### SELECTION
Under Rule 8.3(b) of the Takeover Code, any person who is, or becomes, interested in 1% or more of any class of relevant securities of the offeree company or of any securities exchange offeror must make a Dealing Disclosure if the person deals in any relevant securities of the offeree company or of any securities exchange offeror. A Dealing Disclosure must contain details of the dealing concerned and of the person's interests and short positions in, and rights to subscribe for, any relevant securities of each of (i) the offeree company and (ii) any securities exchange offeror, save to the extent that these details have previously been disclosed under Rule 8. A Dealing Disclosure by a person to whom Rule 8.3(b) applies must be made by no later than 3.30 p.m. (London time) on the business day following the date of the relevant dealing.

If two or more persons act together pursuant to an agreement or understanding, whether formal or informal, to acquire or control an interest in relevant securities of an offeree company or a securities exchange offeror, they will be deemed to be a single person for the purpose of Rule 8.3.

Opening Position Disclosures must also be made by the offeree company and by any offeror and Dealing Disclosures must also be made by the offeree company, by any offeror and by any persons acting in concert with any of them (see Rules 8.1, 8.2 and 8.4).

### WHAT TO WORK ON
Do these statements agree with the passage on Takeover Code disclosures? Answer yes or no for each, quoting the deciding words. 1. A Dealing Disclosure under Rule 8.3(b) must be made by 3.30 p.m. (London time) on the same business day as the dealing. 2. Persons acting together under an informal understanding to acquire an interest in relevant securities are treated as a single person for Rule 8.3. 3. Rule 8.3(b) applies only to persons interested in 5% or more of a class of relevant securities.

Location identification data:
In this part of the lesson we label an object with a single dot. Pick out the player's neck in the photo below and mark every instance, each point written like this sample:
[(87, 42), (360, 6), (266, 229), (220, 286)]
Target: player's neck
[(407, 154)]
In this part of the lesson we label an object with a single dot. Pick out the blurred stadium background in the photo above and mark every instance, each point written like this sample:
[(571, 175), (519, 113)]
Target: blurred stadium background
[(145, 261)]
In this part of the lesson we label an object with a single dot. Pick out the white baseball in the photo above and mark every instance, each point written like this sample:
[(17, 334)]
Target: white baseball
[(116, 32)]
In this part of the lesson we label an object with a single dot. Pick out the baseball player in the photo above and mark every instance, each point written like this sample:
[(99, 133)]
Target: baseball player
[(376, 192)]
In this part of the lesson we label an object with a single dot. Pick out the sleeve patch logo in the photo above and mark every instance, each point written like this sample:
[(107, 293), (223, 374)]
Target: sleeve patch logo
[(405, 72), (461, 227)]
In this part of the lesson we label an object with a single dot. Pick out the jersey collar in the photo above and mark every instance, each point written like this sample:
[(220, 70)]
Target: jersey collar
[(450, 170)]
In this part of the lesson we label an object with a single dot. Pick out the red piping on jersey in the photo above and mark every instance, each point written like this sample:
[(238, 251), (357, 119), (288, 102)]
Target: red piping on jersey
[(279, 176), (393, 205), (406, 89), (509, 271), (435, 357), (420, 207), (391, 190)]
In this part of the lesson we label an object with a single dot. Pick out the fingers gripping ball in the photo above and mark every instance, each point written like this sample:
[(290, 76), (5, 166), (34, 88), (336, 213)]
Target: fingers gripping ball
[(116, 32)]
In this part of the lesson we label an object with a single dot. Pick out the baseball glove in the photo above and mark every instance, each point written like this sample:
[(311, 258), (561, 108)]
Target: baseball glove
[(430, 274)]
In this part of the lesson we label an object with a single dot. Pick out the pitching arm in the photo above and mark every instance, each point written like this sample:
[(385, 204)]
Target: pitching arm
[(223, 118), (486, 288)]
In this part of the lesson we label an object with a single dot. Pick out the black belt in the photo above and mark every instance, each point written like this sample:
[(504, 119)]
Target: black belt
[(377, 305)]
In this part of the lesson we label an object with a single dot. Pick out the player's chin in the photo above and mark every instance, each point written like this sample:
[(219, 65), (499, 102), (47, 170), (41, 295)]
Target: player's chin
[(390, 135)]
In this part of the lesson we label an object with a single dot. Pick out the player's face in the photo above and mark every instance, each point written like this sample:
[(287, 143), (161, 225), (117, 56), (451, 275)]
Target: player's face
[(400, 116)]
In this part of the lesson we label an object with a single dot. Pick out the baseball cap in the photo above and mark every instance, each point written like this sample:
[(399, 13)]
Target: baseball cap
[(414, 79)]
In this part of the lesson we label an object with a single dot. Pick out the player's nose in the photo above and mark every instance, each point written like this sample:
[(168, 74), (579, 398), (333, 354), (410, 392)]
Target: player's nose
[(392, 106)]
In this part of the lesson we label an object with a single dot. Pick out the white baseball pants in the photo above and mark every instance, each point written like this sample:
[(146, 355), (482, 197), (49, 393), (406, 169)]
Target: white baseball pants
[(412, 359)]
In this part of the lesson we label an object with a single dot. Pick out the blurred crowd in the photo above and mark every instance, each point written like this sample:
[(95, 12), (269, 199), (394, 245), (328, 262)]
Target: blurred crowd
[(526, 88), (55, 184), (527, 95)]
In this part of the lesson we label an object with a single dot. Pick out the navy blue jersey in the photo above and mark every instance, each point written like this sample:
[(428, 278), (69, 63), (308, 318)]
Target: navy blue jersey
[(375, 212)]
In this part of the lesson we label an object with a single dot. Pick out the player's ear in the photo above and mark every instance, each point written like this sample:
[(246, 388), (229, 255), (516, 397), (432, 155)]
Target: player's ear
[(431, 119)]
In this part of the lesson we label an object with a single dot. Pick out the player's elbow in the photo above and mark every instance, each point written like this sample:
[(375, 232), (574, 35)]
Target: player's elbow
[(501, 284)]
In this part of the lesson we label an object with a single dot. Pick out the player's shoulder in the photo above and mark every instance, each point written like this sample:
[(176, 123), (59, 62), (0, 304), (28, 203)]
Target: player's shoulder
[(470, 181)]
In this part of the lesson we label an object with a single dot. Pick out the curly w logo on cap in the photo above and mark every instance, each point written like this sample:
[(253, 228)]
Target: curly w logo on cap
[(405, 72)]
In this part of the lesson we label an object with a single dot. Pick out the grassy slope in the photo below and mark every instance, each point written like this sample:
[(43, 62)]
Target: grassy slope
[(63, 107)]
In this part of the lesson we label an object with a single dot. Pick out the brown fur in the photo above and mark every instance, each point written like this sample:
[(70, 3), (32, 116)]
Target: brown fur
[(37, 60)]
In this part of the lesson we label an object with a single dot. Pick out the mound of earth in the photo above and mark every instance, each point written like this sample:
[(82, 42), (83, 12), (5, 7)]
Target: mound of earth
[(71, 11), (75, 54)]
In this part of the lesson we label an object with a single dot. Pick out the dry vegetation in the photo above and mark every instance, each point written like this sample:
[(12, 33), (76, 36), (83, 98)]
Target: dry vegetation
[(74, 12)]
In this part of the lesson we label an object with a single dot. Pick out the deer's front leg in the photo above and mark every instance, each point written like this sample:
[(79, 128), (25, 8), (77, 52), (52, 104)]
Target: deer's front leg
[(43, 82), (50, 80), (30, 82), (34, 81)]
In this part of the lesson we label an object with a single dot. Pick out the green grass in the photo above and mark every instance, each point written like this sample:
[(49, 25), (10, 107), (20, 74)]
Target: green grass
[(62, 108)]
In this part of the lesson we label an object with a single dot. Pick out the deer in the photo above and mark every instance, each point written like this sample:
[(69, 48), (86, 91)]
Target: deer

### THE RESPONSE
1. No: "by no later than 3.30 p.m. (London time) on the business day following the date of the relevant dealing."
2. Yes: "whether formal or informal" and "they will be deemed to be a single person for the purpose of Rule 8.3."
3. No: "any person who is, or becomes, interested in 1% or more of any class of relevant securities."